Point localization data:
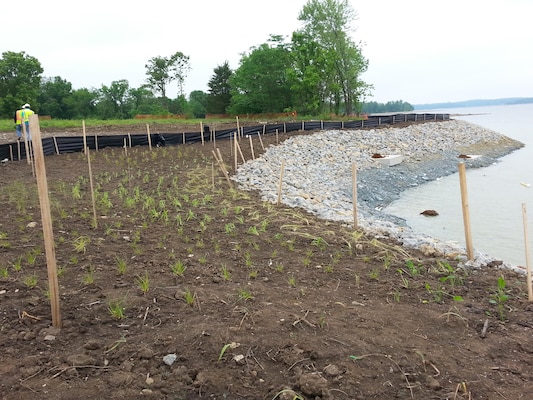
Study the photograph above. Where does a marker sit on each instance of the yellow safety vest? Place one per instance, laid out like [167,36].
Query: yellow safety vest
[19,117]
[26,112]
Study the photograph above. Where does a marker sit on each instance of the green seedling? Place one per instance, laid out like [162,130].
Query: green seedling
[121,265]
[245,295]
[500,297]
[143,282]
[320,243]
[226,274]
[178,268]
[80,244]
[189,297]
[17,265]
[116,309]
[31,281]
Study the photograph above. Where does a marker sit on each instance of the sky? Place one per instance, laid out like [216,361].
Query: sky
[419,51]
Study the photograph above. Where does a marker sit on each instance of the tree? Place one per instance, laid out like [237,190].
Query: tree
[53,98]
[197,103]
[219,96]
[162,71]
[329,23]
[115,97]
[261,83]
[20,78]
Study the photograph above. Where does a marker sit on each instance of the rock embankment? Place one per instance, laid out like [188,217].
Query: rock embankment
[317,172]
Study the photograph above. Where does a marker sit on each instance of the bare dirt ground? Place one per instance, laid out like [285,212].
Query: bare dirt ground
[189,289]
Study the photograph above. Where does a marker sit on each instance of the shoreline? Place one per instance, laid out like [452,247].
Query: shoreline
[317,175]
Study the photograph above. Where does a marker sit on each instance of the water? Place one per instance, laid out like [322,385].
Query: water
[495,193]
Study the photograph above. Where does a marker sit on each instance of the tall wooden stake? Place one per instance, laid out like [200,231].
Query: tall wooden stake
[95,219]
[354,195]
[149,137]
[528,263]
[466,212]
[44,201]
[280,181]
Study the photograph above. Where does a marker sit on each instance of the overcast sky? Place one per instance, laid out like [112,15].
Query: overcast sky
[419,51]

...

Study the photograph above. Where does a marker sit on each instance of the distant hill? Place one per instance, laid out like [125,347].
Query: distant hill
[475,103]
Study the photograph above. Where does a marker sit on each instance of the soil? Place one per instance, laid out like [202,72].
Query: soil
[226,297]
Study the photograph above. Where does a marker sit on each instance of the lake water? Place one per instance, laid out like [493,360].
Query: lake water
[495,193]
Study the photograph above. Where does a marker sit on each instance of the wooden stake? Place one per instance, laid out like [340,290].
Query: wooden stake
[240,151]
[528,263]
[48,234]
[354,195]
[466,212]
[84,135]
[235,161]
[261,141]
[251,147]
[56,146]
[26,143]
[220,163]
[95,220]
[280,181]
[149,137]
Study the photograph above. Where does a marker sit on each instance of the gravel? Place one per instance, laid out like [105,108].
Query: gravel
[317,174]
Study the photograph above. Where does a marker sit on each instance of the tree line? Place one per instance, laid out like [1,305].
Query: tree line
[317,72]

--

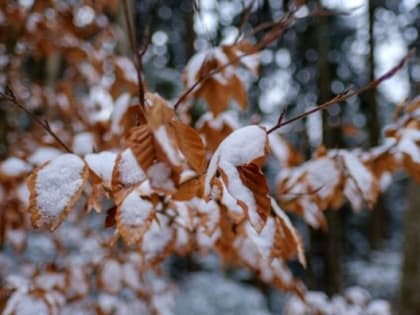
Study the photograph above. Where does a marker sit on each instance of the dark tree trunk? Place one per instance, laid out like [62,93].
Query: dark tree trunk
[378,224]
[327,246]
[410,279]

What is expected: In the data above, which lines lie between the line with "out like [167,36]." and the line with "out like [237,190].", inclusive? Print those lines exactly and nothing else.

Exercise output:
Study the photograph above. Where does a marker sit on each instance of the yellow safety vest? Place one per instance, laid out like [167,36].
Query: yellow safety vest
[19,117]
[26,112]
Study the photograph above. Where does a marker sit on each instance of the green seedling? Place one per instance, laid out like [162,130].
Query: green seedling
[121,265]
[245,295]
[500,297]
[143,282]
[320,243]
[226,274]
[178,268]
[80,244]
[189,297]
[17,265]
[116,309]
[31,281]
Study the photograph above. Where does a marker sit on each instance of the sky? Place one per instance, laid out like [216,361].
Query: sky
[419,51]
Study the photograph above. Where does a marker sit on each instance of the tree? Place one per instance, laid out like [237,190].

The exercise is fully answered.